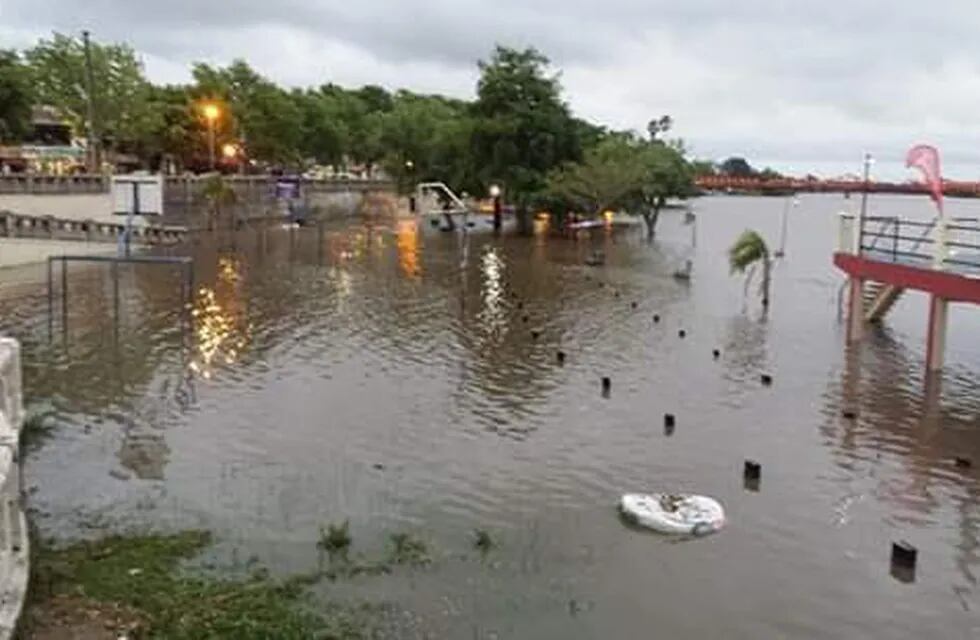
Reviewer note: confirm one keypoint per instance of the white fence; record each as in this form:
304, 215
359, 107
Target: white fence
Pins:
14, 551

--

| Short exercise |
Please rewrite these items with "white fence" replaced by "wooden railing" and everything else kept the same, and omit the pictures from your answer.

| Completed task |
Reviewer note: confirm one keypoint per instance of the wooden railing; record each as in this form:
304, 215
359, 107
Target: wooden railing
Pins:
14, 551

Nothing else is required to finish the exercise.